### Items listed in a dataset
--- begin ---

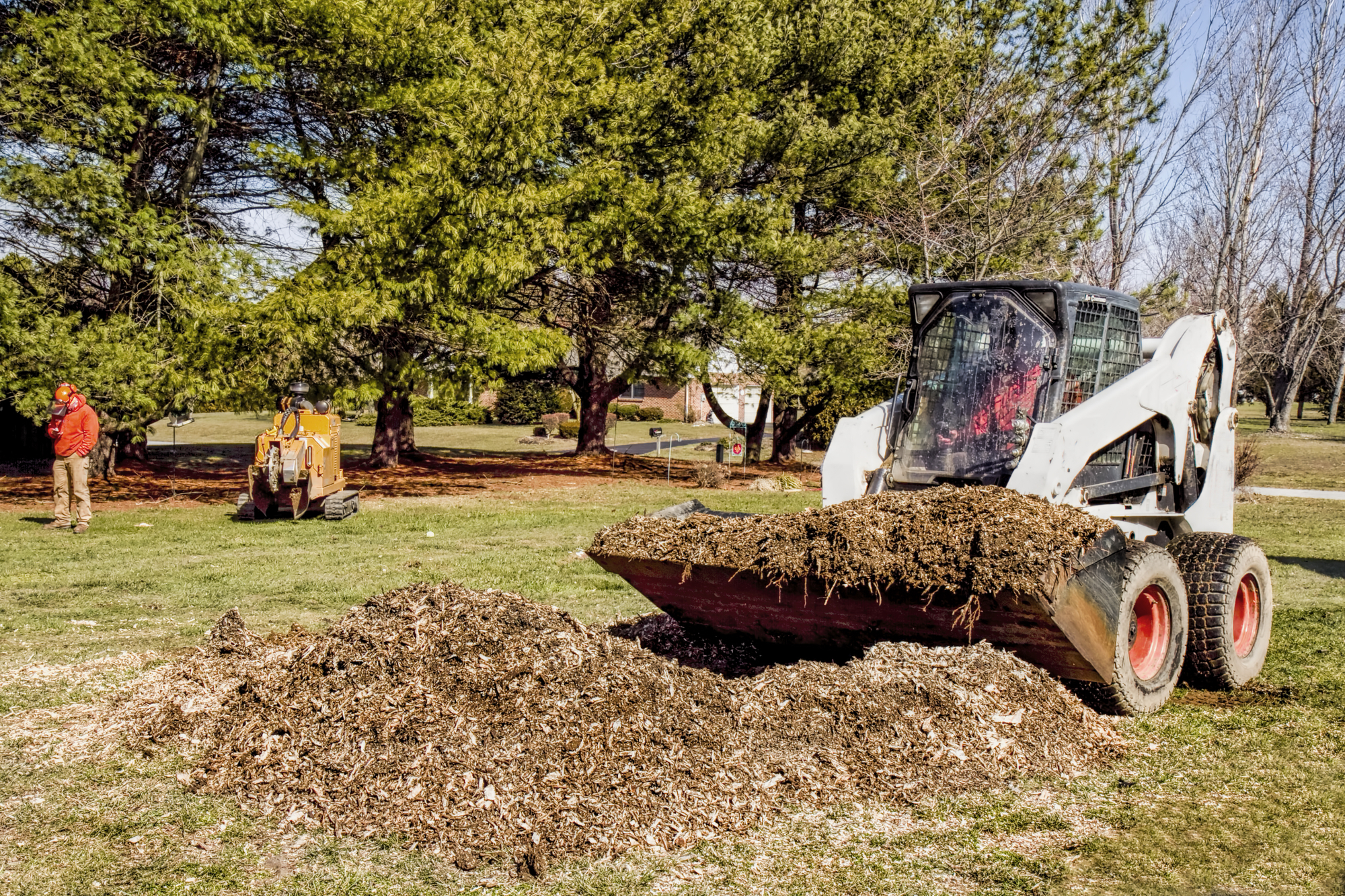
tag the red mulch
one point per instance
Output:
(419, 475)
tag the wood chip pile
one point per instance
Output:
(490, 727)
(970, 541)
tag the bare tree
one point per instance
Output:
(996, 178)
(1249, 101)
(1139, 150)
(1315, 184)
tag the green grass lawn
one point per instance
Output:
(1239, 792)
(227, 428)
(1312, 456)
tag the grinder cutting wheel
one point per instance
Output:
(297, 464)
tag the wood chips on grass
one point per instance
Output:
(485, 725)
(970, 541)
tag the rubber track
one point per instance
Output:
(1207, 560)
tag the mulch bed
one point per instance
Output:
(488, 727)
(419, 475)
(970, 541)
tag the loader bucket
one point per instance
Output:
(1073, 633)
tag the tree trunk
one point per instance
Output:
(407, 431)
(755, 431)
(387, 432)
(782, 446)
(1336, 395)
(196, 162)
(789, 428)
(595, 392)
(1289, 376)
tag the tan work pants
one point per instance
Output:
(72, 475)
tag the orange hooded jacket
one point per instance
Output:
(77, 432)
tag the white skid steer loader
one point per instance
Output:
(1048, 389)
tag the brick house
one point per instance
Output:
(683, 400)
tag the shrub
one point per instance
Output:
(443, 412)
(525, 401)
(711, 475)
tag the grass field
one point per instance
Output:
(1237, 792)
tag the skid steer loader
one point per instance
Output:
(1048, 389)
(297, 464)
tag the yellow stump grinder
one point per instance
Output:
(1047, 389)
(297, 464)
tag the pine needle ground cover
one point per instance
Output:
(1218, 792)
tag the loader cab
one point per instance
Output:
(995, 358)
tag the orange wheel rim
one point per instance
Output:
(1151, 630)
(1246, 615)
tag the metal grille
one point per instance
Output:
(948, 352)
(1122, 356)
(950, 345)
(1104, 348)
(1113, 454)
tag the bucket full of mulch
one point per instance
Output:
(945, 565)
(488, 727)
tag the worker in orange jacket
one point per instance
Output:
(75, 431)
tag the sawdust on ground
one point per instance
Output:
(965, 541)
(488, 727)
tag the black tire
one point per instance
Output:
(1229, 642)
(1153, 600)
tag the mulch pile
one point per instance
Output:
(970, 541)
(490, 727)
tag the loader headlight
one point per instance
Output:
(923, 303)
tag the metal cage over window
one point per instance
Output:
(1104, 349)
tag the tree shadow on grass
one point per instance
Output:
(1330, 568)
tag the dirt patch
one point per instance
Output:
(419, 475)
(489, 727)
(972, 541)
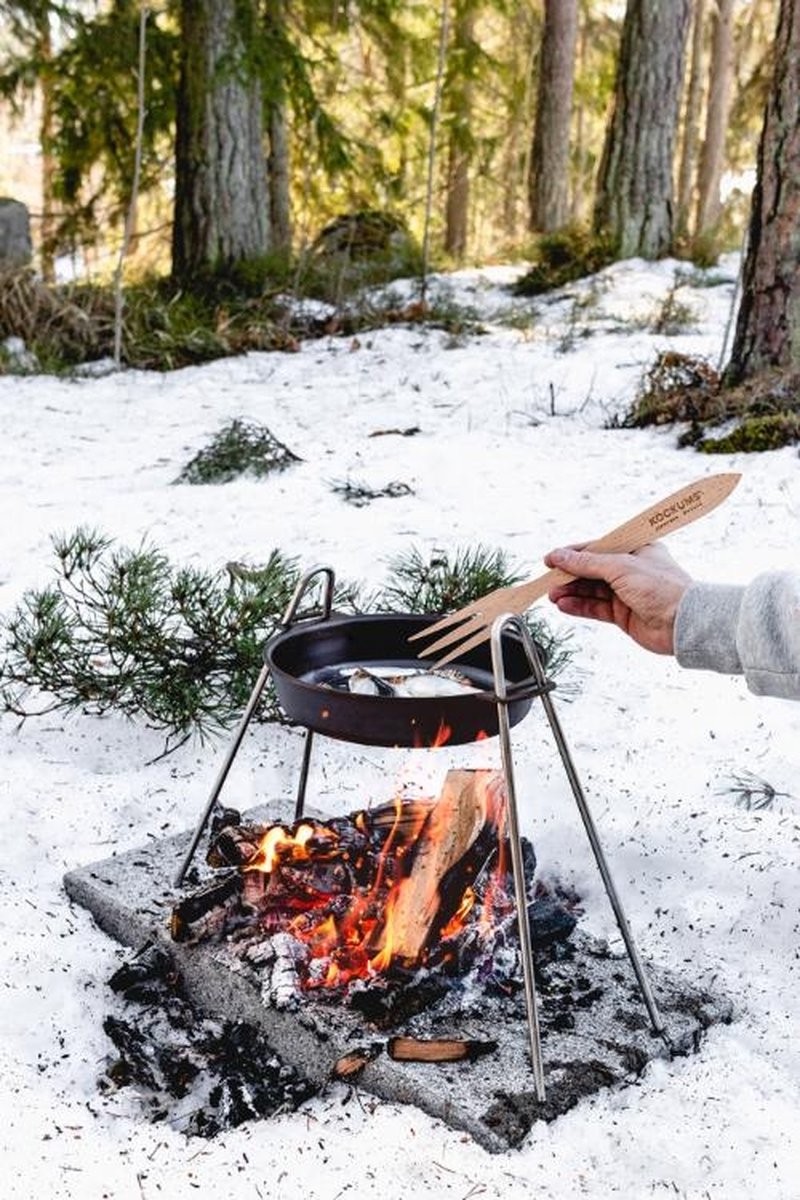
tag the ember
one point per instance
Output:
(358, 905)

--- end ---

### Exercise details
Reproduce the listing above with every "tag" changed to "point to" and everything else unchanged. Omit the pictures from your answer.

### Exercise response
point to the red mulch
one point per instance
Output:
(419, 475)
point to the wood chip pile
one point per instance
Output:
(490, 727)
(970, 541)
point to the bare tree
one point per instance
Output:
(996, 178)
(1249, 101)
(1139, 150)
(1315, 184)
point to the green grass lawn
one point per instance
Output:
(1239, 792)
(227, 428)
(1312, 456)
point to the grinder cutting wheel
one point per instance
Output:
(297, 464)
point to the wood chips on grass
one point per instance
Output:
(485, 725)
(970, 541)
point to the rubber track
one point per instance
Output:
(1207, 560)
point to the mulch bed
one point per instance
Output:
(488, 727)
(419, 475)
(970, 541)
point to the loader bucket
one point per instance
Output:
(1073, 633)
point to the tree trunk
one point per instance
Output:
(407, 431)
(755, 431)
(387, 432)
(782, 446)
(1336, 395)
(196, 162)
(789, 428)
(595, 392)
(1289, 376)
point to the tan work pants
one point per instance
Output:
(72, 475)
point to the orange hooded jacket
one point per instance
Output:
(77, 432)
point to the white skid steer loader
one point per instance
Output:
(1048, 389)
point to the brick house
one point per instance
Output:
(683, 400)
point to the shrub
one point per instance
Output:
(443, 412)
(525, 401)
(711, 475)
point to the grass field
one point per instance
Output:
(1237, 792)
point to the skid steer loader
one point per instance
Output:
(1048, 389)
(297, 464)
point to the yellow stump grinder
one point per instance
Output:
(1047, 389)
(297, 464)
point to the pine needle ground cover
one point per instance
Output:
(1218, 792)
point to the loader cab
one point per instance
Output:
(995, 358)
point to the orange wheel rim
one point per instance
Output:
(1151, 630)
(1246, 615)
point to the metal grille
one point per instance
Output:
(948, 352)
(1122, 356)
(950, 345)
(1104, 348)
(1113, 454)
point to the bucket full of mulch
one point per instance
Output:
(945, 565)
(488, 727)
point to the worker in orange jacket
one point per instance
Output:
(75, 431)
point to the sawdust on ground
one point per instance
Output:
(965, 541)
(488, 727)
point to the black tire
one point per instance
Output:
(1229, 642)
(1153, 600)
point to the mulch pile
one point per instance
Output:
(970, 541)
(490, 727)
point to the loader headlight
one point per instance
Output:
(923, 303)
point to the metal cage over window
one point per instance
Output:
(1104, 349)
point to the tree shadow on grass
one point per instance
Output:
(1330, 568)
point to the dirt patch
one point per instance
Output:
(419, 475)
(489, 727)
(972, 541)
point to the ember
one point per instance
Output:
(358, 905)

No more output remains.